Start DATASET ROWS
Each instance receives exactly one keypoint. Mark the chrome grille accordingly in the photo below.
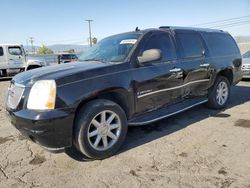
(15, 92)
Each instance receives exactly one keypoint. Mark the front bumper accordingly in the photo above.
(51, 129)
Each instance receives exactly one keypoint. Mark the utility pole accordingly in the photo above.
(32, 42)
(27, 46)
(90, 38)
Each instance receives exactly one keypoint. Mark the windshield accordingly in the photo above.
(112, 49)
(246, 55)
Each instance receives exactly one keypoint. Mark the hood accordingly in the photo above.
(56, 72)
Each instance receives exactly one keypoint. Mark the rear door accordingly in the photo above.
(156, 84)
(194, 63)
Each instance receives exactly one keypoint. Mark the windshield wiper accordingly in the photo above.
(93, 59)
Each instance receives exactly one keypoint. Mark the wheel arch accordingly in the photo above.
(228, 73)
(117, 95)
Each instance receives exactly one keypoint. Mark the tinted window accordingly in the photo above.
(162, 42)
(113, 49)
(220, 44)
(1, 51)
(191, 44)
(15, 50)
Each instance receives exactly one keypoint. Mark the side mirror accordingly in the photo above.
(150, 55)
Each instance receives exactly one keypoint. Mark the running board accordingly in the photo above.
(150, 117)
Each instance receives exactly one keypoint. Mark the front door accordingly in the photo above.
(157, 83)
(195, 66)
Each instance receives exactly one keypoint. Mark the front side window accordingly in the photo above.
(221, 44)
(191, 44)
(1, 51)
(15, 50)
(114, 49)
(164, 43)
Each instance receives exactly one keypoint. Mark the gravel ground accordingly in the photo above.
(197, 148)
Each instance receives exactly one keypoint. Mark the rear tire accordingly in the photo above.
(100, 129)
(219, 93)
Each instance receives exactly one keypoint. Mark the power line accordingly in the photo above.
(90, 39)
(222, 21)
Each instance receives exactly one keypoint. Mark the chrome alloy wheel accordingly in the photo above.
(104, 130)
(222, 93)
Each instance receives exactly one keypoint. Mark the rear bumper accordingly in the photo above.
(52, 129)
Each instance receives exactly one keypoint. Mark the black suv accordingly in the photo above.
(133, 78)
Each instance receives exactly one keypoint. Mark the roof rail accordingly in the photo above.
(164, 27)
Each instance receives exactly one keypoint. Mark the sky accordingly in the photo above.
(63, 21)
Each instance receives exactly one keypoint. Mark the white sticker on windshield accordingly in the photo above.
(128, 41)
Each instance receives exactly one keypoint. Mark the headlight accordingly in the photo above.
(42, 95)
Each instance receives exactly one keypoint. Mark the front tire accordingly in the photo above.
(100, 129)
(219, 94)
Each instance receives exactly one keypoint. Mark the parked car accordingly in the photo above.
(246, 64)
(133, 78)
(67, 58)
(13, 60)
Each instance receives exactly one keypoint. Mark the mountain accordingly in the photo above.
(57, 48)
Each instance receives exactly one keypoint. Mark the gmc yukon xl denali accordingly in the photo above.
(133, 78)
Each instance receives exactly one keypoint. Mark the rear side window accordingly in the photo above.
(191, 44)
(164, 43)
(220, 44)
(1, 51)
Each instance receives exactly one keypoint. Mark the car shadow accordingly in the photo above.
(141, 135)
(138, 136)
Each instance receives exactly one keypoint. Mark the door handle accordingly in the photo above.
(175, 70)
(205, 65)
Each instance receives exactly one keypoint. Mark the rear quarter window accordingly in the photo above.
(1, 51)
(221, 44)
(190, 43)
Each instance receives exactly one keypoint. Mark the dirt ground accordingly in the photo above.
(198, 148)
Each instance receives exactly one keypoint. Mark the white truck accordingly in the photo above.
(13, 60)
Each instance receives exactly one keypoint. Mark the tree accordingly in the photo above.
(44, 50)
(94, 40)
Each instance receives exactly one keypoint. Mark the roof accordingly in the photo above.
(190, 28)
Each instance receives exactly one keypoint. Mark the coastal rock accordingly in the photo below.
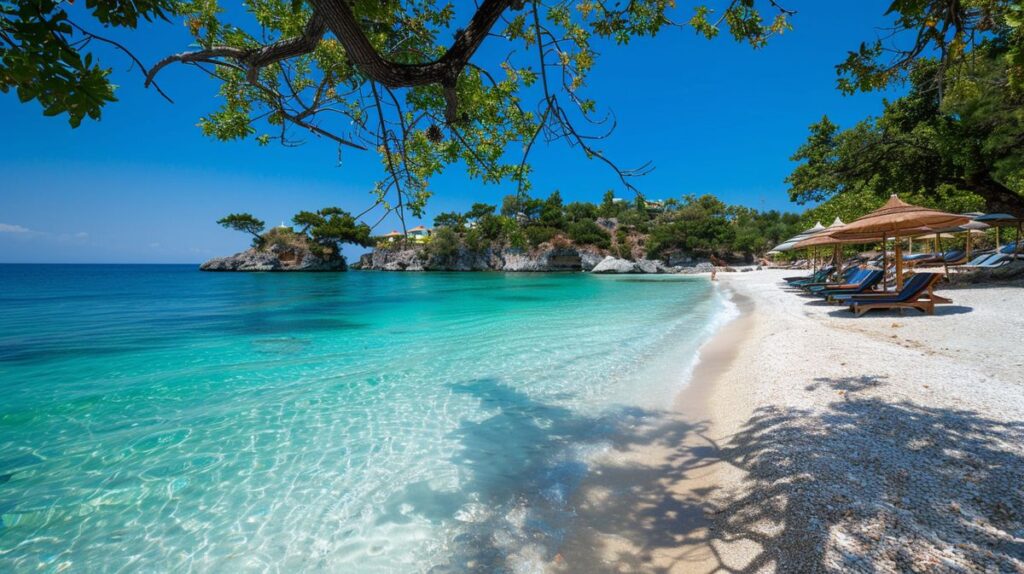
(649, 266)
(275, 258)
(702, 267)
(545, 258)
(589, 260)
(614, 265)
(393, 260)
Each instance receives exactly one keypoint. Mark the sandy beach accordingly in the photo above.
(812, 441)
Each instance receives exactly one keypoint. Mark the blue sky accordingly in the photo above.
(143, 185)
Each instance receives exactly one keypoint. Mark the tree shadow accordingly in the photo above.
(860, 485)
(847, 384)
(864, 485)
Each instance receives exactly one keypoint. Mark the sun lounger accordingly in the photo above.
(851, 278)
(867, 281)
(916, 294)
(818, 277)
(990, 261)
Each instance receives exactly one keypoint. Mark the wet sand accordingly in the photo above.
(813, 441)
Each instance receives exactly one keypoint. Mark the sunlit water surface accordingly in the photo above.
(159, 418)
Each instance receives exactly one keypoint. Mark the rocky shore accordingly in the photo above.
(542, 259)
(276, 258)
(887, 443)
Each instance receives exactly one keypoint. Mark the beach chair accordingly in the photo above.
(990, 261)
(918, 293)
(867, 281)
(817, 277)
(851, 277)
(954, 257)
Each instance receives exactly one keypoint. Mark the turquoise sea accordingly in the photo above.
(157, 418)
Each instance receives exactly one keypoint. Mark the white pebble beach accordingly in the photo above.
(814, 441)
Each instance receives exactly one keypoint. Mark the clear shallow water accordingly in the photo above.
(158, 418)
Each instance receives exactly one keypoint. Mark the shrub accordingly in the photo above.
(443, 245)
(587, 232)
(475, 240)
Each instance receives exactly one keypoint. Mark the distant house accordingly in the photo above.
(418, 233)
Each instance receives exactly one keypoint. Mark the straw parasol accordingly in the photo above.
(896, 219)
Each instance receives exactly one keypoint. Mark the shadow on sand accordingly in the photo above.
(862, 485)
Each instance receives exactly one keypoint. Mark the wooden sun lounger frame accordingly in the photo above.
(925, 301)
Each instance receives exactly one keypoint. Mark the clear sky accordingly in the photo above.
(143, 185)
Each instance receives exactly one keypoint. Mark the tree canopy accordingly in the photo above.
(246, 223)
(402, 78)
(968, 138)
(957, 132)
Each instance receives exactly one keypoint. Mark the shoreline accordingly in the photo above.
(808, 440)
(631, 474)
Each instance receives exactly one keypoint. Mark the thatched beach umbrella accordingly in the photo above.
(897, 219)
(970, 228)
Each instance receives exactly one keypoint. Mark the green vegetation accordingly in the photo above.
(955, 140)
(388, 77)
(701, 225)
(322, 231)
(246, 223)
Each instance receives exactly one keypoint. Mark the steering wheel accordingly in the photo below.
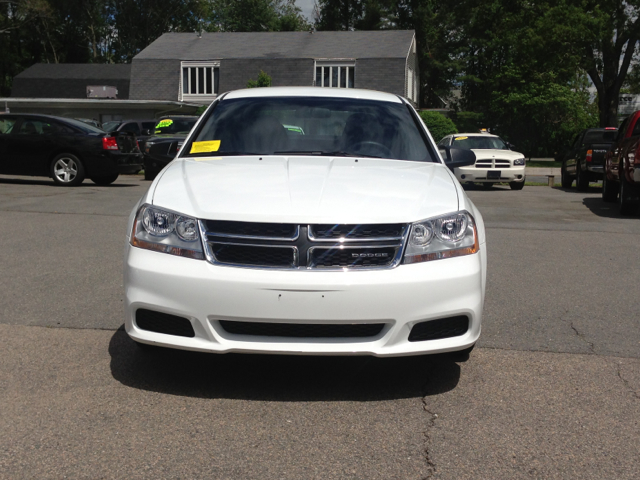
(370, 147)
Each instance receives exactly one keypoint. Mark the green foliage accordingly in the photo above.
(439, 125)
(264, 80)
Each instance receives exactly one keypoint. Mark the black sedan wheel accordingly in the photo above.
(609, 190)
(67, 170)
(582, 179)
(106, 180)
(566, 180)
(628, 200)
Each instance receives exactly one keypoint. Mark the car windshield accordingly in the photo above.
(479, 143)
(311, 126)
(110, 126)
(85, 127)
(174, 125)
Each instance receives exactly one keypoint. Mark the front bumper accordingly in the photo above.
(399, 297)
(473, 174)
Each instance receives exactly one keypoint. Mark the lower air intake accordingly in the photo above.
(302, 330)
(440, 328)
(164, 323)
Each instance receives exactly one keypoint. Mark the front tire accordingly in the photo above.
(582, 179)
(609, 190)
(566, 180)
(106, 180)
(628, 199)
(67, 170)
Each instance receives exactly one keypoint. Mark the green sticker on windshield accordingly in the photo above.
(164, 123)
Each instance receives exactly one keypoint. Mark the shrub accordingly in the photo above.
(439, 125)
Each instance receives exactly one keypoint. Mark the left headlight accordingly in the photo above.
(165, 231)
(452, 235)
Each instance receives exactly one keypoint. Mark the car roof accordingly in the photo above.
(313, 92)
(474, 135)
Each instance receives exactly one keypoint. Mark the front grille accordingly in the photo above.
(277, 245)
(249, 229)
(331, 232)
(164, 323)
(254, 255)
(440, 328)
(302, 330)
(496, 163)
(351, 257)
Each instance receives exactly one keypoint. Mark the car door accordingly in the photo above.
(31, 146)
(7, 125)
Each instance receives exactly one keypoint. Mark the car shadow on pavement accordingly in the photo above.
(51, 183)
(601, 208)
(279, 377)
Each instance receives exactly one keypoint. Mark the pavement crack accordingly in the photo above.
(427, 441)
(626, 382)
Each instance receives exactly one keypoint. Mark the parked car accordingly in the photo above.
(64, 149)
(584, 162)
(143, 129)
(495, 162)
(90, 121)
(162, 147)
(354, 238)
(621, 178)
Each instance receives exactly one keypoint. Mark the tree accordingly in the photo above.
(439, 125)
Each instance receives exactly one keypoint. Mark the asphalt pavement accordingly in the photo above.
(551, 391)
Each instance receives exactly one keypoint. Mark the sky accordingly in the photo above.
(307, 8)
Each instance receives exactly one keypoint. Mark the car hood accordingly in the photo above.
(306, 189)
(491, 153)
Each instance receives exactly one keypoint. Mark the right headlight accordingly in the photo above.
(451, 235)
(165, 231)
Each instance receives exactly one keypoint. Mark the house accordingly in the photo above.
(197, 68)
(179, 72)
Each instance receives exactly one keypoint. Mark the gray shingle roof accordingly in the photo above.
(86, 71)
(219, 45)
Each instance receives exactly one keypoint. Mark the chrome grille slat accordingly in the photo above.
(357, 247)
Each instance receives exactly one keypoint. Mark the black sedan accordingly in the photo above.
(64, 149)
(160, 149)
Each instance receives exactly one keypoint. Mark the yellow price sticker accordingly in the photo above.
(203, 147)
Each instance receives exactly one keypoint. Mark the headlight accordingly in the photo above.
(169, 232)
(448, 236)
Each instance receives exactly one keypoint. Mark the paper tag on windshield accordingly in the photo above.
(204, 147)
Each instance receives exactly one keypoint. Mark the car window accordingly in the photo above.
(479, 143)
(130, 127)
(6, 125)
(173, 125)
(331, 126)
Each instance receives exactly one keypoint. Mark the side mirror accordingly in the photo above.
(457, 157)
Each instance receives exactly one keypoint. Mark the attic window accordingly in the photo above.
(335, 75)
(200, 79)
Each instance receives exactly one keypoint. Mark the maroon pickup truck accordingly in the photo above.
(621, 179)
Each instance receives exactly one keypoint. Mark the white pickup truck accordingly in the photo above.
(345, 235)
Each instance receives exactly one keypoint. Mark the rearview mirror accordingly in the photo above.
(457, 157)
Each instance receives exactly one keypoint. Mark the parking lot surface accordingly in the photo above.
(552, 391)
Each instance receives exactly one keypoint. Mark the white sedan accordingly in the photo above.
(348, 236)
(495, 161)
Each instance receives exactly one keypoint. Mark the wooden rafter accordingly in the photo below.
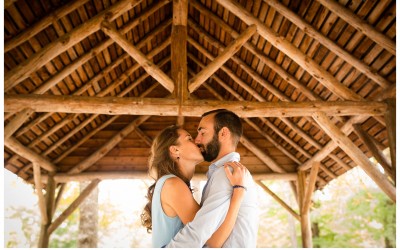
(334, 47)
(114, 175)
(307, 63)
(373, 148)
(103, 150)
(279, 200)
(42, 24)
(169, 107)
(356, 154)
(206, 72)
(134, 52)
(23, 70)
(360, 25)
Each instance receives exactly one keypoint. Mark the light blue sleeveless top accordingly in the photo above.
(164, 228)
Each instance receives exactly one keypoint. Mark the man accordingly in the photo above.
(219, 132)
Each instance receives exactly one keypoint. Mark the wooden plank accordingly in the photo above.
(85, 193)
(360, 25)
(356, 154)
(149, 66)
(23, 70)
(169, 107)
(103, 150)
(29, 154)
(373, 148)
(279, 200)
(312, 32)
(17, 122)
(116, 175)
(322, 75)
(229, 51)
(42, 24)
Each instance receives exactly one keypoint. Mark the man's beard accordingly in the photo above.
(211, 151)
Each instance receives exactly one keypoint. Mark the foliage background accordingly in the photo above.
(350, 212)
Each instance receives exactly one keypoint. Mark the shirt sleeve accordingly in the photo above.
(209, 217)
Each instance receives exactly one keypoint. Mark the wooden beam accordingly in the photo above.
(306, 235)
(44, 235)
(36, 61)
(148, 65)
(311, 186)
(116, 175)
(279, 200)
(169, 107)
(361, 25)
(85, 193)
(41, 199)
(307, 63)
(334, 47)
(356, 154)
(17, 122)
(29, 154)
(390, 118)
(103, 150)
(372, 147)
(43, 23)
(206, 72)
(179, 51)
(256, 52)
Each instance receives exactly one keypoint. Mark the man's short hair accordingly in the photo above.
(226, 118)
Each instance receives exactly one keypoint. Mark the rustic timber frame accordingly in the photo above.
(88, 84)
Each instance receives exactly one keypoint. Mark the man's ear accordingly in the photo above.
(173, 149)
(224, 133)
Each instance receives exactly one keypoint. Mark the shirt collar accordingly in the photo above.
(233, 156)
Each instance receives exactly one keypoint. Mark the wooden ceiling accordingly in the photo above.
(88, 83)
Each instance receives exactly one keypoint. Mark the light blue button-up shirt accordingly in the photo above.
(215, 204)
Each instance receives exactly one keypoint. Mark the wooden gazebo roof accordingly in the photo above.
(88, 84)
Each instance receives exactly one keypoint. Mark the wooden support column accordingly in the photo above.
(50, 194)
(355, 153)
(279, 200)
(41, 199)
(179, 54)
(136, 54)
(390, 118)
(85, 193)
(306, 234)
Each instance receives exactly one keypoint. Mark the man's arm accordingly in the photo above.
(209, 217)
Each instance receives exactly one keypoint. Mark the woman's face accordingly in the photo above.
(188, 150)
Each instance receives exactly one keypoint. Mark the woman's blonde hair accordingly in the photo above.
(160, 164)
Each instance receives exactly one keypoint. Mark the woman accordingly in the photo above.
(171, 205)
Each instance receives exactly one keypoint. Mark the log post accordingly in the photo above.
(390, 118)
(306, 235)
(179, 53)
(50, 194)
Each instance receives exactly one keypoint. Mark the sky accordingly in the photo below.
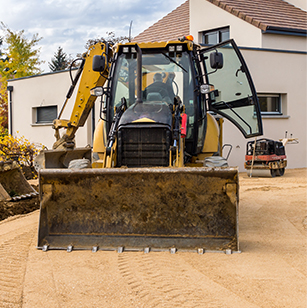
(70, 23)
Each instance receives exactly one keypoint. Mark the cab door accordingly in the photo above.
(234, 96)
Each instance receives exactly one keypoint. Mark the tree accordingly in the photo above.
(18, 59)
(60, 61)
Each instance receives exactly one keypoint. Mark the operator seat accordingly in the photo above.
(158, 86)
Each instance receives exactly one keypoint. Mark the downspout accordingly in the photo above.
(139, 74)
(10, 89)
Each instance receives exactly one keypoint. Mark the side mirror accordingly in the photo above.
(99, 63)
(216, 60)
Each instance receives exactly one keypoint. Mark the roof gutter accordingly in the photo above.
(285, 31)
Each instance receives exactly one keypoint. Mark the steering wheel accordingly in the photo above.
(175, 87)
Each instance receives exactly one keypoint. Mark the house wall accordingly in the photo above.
End DATASET ROWS
* WRITTEN PROBLEM
Reproduce, word for word, every line starting at the line that contains "Each instance receives exactly one keypoint. Mark the operator" and ending with the final line of the entries.

* FULL SOLUTION
Each instance receives exactly one keypoint. Mark the operator seat accordingly in the photo above.
(158, 86)
Each instance receives exactly one keypoint. Mark the downspout accordingly in the photo above.
(139, 74)
(10, 89)
Each instance receives exactly one keypoint. Mark the side mirror accordingly in the photo above.
(99, 63)
(216, 60)
Each instance receives exactly one keypoint. Mark the roof gutter accordingly in the photo above.
(285, 31)
Each instance receives exactly one keypoint. Mark the steering wheel accordingly in the photo above.
(175, 87)
Each instance receives exactly one keypoint. Mark the house wall accordingly in the photo above.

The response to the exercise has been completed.